• _Task description_:
Find each line in the listing below that contains the word "water" and copy those lines. Letter case matters.
-- begin Task data --
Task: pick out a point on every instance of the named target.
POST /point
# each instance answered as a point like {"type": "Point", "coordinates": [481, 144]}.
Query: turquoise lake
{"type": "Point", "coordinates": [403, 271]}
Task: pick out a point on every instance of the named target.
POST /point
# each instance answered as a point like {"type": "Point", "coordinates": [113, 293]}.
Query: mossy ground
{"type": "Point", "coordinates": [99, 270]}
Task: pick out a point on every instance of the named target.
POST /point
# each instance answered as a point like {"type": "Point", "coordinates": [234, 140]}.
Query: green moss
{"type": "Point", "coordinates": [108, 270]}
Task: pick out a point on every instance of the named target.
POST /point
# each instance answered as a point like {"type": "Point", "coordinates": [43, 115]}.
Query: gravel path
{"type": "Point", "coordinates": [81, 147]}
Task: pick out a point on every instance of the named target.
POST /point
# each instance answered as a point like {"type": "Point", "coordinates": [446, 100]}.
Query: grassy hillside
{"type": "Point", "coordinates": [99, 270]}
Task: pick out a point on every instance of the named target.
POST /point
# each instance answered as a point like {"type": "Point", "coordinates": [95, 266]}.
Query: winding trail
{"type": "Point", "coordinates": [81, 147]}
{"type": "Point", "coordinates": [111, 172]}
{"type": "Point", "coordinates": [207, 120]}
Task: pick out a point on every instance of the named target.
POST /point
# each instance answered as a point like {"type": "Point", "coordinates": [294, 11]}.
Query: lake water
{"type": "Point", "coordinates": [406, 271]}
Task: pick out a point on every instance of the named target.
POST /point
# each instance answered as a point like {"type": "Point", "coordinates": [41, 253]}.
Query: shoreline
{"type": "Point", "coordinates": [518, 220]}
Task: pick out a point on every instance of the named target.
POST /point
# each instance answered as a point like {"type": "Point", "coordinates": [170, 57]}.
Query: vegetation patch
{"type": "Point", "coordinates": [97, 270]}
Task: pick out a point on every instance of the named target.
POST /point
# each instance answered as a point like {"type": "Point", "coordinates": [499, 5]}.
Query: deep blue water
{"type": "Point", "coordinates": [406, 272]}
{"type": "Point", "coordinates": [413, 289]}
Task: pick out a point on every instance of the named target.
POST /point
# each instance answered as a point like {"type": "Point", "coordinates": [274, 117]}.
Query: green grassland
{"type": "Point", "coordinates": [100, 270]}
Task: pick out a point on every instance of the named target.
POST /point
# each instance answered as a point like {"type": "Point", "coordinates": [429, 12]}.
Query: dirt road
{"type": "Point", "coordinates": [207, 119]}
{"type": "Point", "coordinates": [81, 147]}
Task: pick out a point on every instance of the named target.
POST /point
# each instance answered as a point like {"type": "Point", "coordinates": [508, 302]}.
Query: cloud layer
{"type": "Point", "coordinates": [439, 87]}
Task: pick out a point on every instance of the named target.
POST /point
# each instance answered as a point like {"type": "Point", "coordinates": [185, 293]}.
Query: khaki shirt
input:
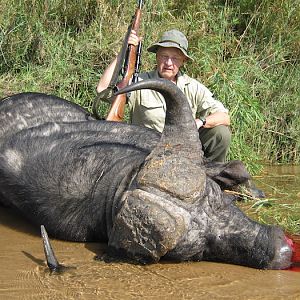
-- end Task data --
• _Result of this exercise_:
Query: lake water
Query: deep blue water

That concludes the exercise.